→ **Direction 1**
Show each line of the rows below that contains the string "harness".

# minimum size outboard motor?



## Bluejacket7377 (Mar 23, 2018)

Hi,

This posting in requesting information about the minimum size needed for an auxiliary outboard motor. 

I sail a Bayliner Buccaneer 210 from a wet slip at a sailing club on a small inland lake in Texas. 
This boat has a lot of freeboard which means that the outboard motor has to have a long shaft. 
A British Seagull Super 40 Plus came with the boat when I bought it. 
I keep the outboard in a locker under the seat and mount it only when I need it - it weighs about 30 lbs (Note that the Honda BF2.3 and the Suzuki DF2.5 also weigh 30 lbs). Unfortunately, the Super 40 Plus outboard has no reverse gear and can only swivel about +/- 60 degrees. 
The consequence is that I can neither back out of the slip nor brake when coming into the slip. 
However, the Super 40 Plus does have enough thrust to turn the boat into a 15 mph wind. 

Several years ago, in an attempt to come up with a reverse capability, I bought an air cooled outboard that claimed to be 2.5 hp, but it did not have enough thrust to turn the boat into the wind. 
Since then I have learned that what matters is the thrust delivered not the horsepower.
However, figures on thrust are hard to find whereas horespower is usually how the motors are rated.

→ **Records shown**
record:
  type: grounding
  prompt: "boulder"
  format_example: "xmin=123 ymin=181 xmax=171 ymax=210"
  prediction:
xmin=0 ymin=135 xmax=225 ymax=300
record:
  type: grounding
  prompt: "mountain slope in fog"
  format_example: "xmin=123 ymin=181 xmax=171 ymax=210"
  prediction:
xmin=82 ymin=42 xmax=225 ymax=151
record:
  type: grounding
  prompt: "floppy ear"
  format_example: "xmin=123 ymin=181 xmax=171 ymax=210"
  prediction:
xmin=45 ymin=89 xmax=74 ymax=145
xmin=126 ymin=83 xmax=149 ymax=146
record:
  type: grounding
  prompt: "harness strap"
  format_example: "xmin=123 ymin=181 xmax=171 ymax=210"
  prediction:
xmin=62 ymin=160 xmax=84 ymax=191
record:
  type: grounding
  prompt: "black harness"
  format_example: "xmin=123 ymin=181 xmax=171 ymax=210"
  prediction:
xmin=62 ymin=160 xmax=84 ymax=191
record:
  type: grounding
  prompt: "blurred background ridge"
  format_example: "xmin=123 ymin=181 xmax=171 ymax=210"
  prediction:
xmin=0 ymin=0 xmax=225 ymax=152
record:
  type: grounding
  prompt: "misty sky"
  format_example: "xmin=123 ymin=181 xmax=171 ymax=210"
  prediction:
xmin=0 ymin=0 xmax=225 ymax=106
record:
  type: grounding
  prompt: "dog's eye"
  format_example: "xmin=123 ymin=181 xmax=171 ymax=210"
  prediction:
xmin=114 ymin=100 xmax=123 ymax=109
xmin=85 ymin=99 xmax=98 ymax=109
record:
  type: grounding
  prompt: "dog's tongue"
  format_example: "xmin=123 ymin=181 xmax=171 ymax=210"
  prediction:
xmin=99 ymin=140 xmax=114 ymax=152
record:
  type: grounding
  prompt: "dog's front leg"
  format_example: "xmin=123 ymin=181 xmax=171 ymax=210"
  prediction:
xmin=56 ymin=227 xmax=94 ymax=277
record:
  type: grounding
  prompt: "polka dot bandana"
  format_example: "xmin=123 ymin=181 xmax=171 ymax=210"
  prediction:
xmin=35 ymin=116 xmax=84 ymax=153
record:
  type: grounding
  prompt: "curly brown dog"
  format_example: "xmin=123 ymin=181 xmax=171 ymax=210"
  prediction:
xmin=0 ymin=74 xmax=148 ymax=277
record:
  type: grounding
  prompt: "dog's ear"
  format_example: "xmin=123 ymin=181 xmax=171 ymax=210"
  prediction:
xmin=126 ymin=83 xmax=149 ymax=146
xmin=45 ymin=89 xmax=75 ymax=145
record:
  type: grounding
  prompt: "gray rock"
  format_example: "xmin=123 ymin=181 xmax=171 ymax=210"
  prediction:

→ **Direction 2**
Quote the entire outboard motor post above, word for word.

→ **Expected output 1**
  prompt: "harness strap"
  prompt: "black harness"

→ **Expected output 2**
# minimum size outboard motor?



## Bluejacket7377 (Mar 23, 2018)

Hi,

This posting in requesting information about the minimum size needed for an auxiliary outboard motor. 

I sail a Bayliner Buccaneer 210 from a wet slip at a sailing club on a small inland lake in Texas. 
This boat has a lot of freeboard which means that the outboard motor has to have a long shaft. 
A British Seagull Super 40 Plus came with the boat when I bought it. 
I keep the outboard in a locker under the seat and mount it only when I need it - it weighs about 30 lbs (Note that the Honda BF2.3 and the Suzuki DF2.5 also weigh 30 lbs). Unfortunately, the Super 40 Plus outboard has no reverse gear and can only swivel about +/- 60 degrees. 
The consequence is that I can neither back out of the slip nor brake when coming into the slip. 
However, the Super 40 Plus does have enough thrust to turn the boat into a 15 mph wind. 

Several years ago, in an attempt to come up with a reverse capability, I bought an air cooled outboard that claimed to be 2.5 hp, but it did not have enough thrust to turn the boat into the wind. 
Since then I have learned that what matters is the thrust delivered not the horsepower.
However, figures on thrust are hard to find whereas horespower is usually how the motors are rated.